Problem to work on.
Copy each of the following entries back without change.

Collected data entries
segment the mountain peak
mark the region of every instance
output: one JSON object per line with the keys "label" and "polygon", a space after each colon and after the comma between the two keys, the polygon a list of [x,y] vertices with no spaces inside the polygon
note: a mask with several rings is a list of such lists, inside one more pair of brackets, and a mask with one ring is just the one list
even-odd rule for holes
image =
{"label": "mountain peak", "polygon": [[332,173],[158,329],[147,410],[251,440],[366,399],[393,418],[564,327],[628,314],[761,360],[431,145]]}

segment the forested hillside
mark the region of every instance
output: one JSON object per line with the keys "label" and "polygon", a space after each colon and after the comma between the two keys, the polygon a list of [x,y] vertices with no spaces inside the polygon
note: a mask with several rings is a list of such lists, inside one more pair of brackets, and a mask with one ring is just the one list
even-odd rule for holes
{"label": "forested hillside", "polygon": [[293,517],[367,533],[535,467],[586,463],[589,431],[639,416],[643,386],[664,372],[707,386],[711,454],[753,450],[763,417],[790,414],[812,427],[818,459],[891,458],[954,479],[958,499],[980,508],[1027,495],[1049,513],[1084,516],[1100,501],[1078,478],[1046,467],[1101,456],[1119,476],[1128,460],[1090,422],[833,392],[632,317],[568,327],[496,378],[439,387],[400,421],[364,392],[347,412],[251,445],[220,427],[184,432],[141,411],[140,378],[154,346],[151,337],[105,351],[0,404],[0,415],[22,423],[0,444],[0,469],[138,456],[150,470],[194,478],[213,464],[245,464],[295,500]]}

Solution to the problem.
segment the mountain peak
mark the region of every instance
output: one JSON object per line with the keys "label" and "polygon", a space after each colon and after the comma between the two keys, the polygon a list of [x,y] vertices with no spaces inside the polygon
note: a mask with several rings is a list of such lists, inside one more pair of brackets, and a mask with one ring is just the one list
even-odd rule for holes
image =
{"label": "mountain peak", "polygon": [[332,173],[158,329],[147,410],[251,440],[366,399],[393,418],[564,327],[628,314],[761,360],[431,145]]}

segment the forested hillside
mark the region of every instance
output: one JSON object per line with the keys "label" and "polygon", a space after each colon and after the comma between the two keys, the polygon a list of [x,y] vertices with no spaces inside the polygon
note: a mask with several rings is a list of such lists, inside one more pair of brackets, and a mask with one ring is just the one list
even-odd rule for holes
{"label": "forested hillside", "polygon": [[293,517],[367,533],[535,467],[586,463],[589,431],[639,416],[643,386],[664,372],[707,386],[711,454],[753,450],[763,417],[790,414],[812,427],[818,459],[891,458],[954,479],[958,499],[980,508],[1027,495],[1049,513],[1084,516],[1100,501],[1078,478],[1046,467],[1101,456],[1119,476],[1128,460],[1090,422],[833,392],[632,317],[568,327],[496,378],[439,387],[400,421],[364,392],[347,412],[251,445],[220,427],[184,432],[141,411],[140,378],[154,346],[151,337],[105,351],[0,404],[0,415],[22,423],[0,444],[0,469],[138,456],[150,470],[194,478],[213,464],[245,464],[295,500]]}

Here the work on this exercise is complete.